── PASSAGE
# Section 08 - More Classification
### Introduction to Data Science EN.553.436/EN.553.636 - Fall 2021

For this analysis we will use the phoneme data set from OpenML. Read the full description [here](https://www.openml.org/d/1489), but key details are below:

Features:
- V1: Amplitude of first harmonic
- V2: Amplitude of second harmonic
- V3: Amplitude of third harmonic
- V4: Amplitude of fourth harmonic
- V5: Amplitude of fifth harmonic

Classes:
- 1 - Nasal vowel
- 2 - Oral vowel

You will first need to download the .csv file on blackboard, and save it in the same folder as this notebook.

In [None]:
## Import data set
import pandas as pd
import numpy as np
vowel_df = pd.read_csv("vowel_data.csv")
display(vowel_df)

To make this data easier to graph and visualize, we will only work with the first two features and drop the rest:

In [None]:
X = np.array(vowel_df[['V1','V2']])
y = np.array(vowel_df['Class'])
print('Features 1 and 2: \n')
print(X)
print('\n Class:')
print(y)

# 1. Quadratic Discriminant Analysis (QDA)
────
WHAT IS ASKED.
1. Summarize the classification notebook in two sentences.
2. Print the part of the classification notebook starting at "For this analysis" and ending at "as this notebook.".
3. List every feature that the classification notebook names under "Features," along with its description.
The lines that follow have no connection to the classification notebook.
── RECORDED DATA
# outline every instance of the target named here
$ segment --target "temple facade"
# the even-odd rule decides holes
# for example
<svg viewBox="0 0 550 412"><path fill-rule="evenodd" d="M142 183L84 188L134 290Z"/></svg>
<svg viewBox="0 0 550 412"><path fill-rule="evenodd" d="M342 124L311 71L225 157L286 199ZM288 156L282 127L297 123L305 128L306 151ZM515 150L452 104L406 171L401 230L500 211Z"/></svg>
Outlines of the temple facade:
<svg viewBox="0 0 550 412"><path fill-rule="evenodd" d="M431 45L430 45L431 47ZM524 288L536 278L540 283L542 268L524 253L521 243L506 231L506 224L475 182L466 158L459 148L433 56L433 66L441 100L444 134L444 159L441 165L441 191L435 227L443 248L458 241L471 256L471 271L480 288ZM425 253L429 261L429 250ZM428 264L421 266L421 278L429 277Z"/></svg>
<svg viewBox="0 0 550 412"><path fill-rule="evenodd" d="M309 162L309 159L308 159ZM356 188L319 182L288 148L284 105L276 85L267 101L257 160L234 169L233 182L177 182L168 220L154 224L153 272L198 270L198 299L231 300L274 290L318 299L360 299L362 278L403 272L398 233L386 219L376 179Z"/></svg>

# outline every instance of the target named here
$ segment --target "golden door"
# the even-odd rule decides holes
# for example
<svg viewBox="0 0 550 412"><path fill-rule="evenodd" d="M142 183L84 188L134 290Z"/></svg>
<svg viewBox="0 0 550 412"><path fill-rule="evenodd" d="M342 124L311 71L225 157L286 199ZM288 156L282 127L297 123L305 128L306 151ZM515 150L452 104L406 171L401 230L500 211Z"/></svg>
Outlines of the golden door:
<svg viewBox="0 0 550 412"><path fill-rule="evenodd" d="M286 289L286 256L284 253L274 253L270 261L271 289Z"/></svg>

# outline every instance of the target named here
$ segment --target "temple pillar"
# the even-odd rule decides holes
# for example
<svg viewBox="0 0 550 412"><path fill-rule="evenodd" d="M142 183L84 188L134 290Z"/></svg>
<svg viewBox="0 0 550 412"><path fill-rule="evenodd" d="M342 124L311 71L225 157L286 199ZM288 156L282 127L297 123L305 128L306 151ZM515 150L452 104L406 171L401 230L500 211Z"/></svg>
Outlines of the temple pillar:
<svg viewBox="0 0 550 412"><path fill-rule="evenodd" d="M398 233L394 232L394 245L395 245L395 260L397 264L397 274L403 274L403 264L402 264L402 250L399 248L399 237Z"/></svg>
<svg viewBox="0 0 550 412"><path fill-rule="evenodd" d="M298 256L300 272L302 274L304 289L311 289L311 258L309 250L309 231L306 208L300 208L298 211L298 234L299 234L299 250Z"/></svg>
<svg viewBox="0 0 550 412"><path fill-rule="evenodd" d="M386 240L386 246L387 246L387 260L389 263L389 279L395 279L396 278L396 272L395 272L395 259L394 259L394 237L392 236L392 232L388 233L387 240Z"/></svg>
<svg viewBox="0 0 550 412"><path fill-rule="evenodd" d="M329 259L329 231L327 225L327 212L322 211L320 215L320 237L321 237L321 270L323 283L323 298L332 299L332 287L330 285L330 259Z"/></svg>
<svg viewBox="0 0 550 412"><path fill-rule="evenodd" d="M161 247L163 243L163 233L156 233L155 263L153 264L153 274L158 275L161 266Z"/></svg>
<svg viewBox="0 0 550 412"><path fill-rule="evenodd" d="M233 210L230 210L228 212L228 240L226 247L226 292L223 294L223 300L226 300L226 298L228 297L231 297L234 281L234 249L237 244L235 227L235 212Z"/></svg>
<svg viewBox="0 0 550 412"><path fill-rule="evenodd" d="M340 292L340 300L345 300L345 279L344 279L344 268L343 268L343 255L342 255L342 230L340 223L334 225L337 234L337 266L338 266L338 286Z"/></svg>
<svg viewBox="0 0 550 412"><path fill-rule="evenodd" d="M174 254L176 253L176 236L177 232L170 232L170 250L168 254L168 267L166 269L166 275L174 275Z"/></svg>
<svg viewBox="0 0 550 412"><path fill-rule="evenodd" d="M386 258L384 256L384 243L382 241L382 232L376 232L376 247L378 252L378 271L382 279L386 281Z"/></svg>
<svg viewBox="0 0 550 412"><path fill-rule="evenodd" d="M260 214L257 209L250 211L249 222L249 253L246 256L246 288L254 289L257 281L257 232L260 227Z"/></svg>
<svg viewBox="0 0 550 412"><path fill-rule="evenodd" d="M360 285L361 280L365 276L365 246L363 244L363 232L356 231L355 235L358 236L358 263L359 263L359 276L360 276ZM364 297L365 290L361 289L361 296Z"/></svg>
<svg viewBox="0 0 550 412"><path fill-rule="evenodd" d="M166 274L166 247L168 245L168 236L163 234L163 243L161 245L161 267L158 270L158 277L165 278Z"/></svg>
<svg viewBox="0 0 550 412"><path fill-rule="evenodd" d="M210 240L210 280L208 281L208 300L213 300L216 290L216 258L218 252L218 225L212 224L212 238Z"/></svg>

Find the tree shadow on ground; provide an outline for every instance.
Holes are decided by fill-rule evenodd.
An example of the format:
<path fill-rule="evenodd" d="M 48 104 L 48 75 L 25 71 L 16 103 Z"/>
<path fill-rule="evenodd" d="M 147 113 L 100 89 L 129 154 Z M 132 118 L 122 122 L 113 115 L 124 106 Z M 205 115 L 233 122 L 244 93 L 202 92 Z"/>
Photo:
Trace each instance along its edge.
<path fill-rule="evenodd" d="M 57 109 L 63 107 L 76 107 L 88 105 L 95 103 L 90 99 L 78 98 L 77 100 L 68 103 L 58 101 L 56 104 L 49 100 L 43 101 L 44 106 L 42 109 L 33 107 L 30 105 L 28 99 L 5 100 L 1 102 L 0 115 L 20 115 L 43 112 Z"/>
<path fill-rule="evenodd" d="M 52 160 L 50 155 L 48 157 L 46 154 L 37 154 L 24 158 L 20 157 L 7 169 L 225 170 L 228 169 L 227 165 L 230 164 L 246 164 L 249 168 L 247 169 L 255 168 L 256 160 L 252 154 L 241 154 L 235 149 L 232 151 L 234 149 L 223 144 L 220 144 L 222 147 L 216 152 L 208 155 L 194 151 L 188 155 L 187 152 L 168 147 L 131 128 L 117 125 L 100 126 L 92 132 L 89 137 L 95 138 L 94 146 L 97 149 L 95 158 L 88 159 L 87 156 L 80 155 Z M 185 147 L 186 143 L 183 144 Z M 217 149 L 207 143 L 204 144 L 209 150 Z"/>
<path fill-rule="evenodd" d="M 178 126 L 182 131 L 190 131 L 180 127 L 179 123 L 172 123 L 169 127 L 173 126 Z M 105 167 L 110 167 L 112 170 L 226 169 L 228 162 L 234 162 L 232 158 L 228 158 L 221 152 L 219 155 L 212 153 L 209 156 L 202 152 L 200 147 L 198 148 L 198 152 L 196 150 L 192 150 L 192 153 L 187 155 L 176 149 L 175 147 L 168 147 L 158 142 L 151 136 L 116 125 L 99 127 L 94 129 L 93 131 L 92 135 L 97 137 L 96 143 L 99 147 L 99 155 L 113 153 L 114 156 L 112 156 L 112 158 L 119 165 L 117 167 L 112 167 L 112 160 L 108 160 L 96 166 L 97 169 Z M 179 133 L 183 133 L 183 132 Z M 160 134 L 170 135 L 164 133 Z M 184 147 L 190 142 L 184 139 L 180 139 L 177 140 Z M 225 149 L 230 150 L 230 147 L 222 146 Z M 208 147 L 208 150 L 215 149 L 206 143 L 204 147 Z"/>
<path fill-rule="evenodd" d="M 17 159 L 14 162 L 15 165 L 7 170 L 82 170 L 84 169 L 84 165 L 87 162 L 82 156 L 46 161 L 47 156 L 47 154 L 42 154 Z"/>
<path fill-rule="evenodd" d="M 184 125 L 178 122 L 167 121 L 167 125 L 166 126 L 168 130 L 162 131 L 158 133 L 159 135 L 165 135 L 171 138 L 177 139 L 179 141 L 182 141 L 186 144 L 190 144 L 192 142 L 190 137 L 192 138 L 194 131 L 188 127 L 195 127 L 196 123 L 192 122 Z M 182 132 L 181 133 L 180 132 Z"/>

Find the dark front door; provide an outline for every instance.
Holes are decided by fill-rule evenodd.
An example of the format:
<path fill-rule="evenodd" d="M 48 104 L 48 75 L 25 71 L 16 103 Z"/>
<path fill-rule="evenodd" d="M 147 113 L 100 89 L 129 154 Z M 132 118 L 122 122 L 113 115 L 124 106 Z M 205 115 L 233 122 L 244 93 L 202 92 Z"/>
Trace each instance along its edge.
────
RESULTS FOR EACH TASK.
1. The notebook sets up an analysis of the phoneme data set from OpenML, whose five features are the amplitudes of the first through fifth harmonics and whose two classes are nasal vowel and oral vowel. It loads the data from a .csv file with pandas and keeps only the first two features, V1 and V2, along with the class labels, before moving on to quadratic discriminant analysis.

2.
For this analysis we will use the phoneme data set from OpenML. Read the full description [here](https://www.openml.org/d/1489), but key details are below:

Features:
- V1: Amplitude of first harmonic
- V2: Amplitude of second harmonic
- V3: Amplitude of third harmonic
- V4: Amplitude of fourth harmonic
- V5: Amplitude of fifth harmonic

Classes:
- 1 - Nasal vowel
- 2 - Oral vowel

You will first need to download the .csv file on blackboard, and save it in the same folder as this notebook.

3.
- V1: Amplitude of first harmonic
- V2: Amplitude of second harmonic
- V3: Amplitude of third harmonic
- V4: Amplitude of fourth harmonic
- V5: Amplitude of fifth harmonic